> **Text**
------------------------------------------------------------

Does intellectual history make an appearance in the survey? Should it?


Today I gave my favorite lecture, which wins this honor in part because I love the material and in part because I think I connect with the students in a way that I normally haven’t yet.

The subject is the decline of the Victorian ethos as the dominant form in American culture and life. I crib enormously from Henry F. May’s classic book The End of American Innocence: A Study in the First Years of Our Own Time. I read excerpts from The Masses and from T.S. Eliot’s “The Love Song of J. Alfred Prufrock.” And I get giddy. I love this stuff. This is a massive cultural transformation away from the universal belief in progress and the moral certainties of the Victorians (and their facial hair) and toward the cynicism and groping for a broader, more humanly awareness of the carnal and artistic urges that drive humankind. It’s more comfortably terrain.

I use this transformation as a preparation to “the twenties,” and then I get caught: is it still fair to say these are the first years of our time? Does the post-World War II period fit better? Post-1991? Post-9/11?

At any rate, I ask my students if they’ve ever heard of William Dean Howells, who was widely considered the best American writer of the turn of the century. Today none of them had. (They had, of course, heard of Fitzgerald, which proved my point perfectly–of the foreignness of the Progressive Era, if not of its ideas). Still, I wondered if we should teach more broadly in our surveys, to include literature, culture, and the intellect. Religion might fit in with that too.

------------------------------------------------------------

> **Data entries**
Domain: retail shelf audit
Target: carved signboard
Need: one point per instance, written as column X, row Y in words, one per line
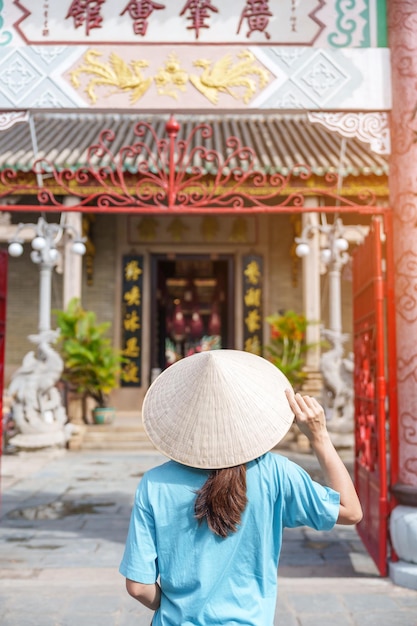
column 132, row 321
column 252, row 303
column 272, row 22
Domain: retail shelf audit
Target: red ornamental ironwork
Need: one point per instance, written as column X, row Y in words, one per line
column 174, row 174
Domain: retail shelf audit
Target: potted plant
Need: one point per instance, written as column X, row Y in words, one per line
column 287, row 347
column 91, row 364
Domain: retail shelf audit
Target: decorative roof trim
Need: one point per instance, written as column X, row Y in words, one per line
column 372, row 128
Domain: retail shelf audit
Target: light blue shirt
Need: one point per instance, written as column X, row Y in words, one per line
column 207, row 580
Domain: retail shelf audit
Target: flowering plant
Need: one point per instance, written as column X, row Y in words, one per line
column 287, row 347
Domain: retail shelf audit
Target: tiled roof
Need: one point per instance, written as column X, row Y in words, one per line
column 279, row 140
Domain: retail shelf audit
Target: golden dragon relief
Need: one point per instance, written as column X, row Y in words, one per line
column 240, row 79
column 116, row 73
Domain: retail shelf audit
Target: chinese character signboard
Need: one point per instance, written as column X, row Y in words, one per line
column 273, row 22
column 252, row 266
column 132, row 285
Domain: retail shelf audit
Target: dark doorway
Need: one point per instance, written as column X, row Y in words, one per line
column 192, row 308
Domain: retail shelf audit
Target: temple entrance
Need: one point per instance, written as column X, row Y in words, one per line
column 192, row 309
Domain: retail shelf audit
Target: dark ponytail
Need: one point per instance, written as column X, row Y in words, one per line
column 222, row 500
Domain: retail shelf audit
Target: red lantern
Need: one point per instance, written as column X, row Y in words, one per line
column 214, row 326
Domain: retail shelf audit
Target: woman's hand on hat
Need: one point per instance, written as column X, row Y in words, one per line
column 309, row 415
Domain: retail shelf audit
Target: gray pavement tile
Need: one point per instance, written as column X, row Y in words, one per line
column 377, row 603
column 390, row 618
column 326, row 620
column 286, row 619
column 321, row 603
column 68, row 566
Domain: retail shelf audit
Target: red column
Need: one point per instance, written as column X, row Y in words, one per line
column 402, row 27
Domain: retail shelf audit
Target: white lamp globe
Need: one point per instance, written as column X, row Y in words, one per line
column 53, row 254
column 326, row 255
column 38, row 243
column 341, row 244
column 302, row 249
column 78, row 247
column 15, row 249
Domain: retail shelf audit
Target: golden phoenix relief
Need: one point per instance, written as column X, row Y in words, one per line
column 240, row 79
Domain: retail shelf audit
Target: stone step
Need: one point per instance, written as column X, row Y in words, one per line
column 126, row 432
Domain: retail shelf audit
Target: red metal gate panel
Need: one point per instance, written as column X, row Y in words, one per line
column 370, row 394
column 3, row 293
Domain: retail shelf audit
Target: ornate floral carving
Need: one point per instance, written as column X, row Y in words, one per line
column 409, row 423
column 372, row 128
column 117, row 74
column 365, row 409
column 224, row 76
column 166, row 176
column 406, row 286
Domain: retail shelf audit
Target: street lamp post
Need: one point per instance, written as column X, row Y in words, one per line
column 335, row 367
column 37, row 405
column 334, row 256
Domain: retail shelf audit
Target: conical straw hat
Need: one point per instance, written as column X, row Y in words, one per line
column 217, row 409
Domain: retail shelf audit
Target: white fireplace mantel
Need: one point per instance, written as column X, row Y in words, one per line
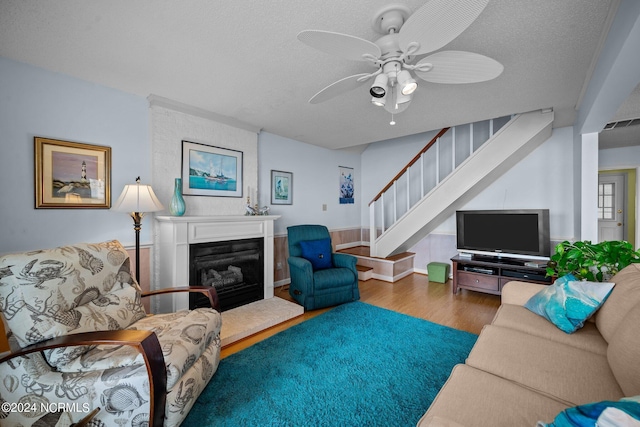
column 176, row 233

------------------------------------------------------------

> **Task statement**
Please name the book, with its author, that the writer of the text draws on heavily for the favorite lecture. The data is not needed for this.

> **Answer for this exercise**
Henry F. May's The End of American Innocence: A Study in the First Years of Our Own Time.